Convert the data below, from the line containing "If you would be willing to indicate the text" through the end of the data, into a Markdown table with the columns Row and Line, leaving out blank lines.

• Input material:
━━━━━━━━━━━━━━━━━━━━

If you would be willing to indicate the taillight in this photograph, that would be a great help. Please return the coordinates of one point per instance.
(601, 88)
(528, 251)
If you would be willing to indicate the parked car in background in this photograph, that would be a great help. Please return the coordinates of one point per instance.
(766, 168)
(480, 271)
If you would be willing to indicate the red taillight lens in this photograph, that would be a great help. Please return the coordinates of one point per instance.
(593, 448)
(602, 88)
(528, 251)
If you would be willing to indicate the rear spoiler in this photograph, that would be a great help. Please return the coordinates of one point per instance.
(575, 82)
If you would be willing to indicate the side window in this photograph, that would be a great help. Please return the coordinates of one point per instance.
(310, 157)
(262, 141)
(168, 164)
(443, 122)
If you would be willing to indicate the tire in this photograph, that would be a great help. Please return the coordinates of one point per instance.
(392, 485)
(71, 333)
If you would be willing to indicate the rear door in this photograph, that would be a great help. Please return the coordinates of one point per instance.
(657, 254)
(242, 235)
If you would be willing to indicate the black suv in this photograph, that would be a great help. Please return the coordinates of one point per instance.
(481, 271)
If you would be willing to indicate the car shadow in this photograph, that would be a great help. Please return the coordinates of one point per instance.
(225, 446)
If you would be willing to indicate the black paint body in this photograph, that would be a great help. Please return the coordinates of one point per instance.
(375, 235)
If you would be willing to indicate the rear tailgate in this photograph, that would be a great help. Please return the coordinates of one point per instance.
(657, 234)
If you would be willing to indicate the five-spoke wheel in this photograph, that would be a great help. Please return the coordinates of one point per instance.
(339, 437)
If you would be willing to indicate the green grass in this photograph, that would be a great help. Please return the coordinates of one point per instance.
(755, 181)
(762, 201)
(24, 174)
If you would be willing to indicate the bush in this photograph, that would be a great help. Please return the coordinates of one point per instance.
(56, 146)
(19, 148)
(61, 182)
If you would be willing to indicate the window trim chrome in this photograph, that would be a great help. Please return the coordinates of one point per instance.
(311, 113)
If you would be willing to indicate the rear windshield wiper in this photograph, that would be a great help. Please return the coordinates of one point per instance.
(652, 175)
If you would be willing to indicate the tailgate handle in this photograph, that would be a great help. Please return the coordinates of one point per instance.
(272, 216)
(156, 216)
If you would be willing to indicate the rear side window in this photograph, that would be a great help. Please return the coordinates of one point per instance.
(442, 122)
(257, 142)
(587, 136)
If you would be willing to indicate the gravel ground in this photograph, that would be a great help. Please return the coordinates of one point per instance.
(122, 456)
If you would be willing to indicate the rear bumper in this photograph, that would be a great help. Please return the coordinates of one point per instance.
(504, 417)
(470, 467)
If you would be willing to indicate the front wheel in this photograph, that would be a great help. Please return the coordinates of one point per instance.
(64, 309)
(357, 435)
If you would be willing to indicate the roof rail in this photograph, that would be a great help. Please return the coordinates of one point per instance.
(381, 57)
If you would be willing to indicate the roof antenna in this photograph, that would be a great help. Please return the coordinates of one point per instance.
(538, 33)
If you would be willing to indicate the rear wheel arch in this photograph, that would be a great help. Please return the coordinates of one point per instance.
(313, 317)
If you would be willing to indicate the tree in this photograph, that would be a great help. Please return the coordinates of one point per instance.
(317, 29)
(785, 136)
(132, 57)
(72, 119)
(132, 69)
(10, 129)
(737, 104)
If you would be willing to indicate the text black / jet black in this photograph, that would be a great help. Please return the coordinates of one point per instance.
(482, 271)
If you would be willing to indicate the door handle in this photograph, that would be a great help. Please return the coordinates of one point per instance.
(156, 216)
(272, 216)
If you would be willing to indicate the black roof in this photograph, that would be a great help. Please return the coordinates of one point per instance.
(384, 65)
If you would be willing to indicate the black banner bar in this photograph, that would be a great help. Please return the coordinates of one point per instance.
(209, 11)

━━━━━━━━━━━━━━━━━━━━

• Expected output:
| Row | Line |
|---|---|
| 1 | If you would be willing to indicate the text black / jet black in this photograph, that would be a great help. Please return the coordinates of one point per instance. |
| 2 | (482, 271) |
| 3 | If you would be willing to indicate the door handle in this photograph, that would be a great help. Please return the coordinates of one point per instance. |
| 4 | (156, 216) |
| 5 | (272, 216) |
| 6 | If you would be willing to indicate the black roof in this photograph, that would be a great help. Please return the coordinates of one point per instance. |
| 7 | (384, 65) |
| 8 | If you would be willing to indicate the black banner bar in this photograph, that would be a great help. Please return the coordinates of one point per instance. |
| 9 | (209, 11) |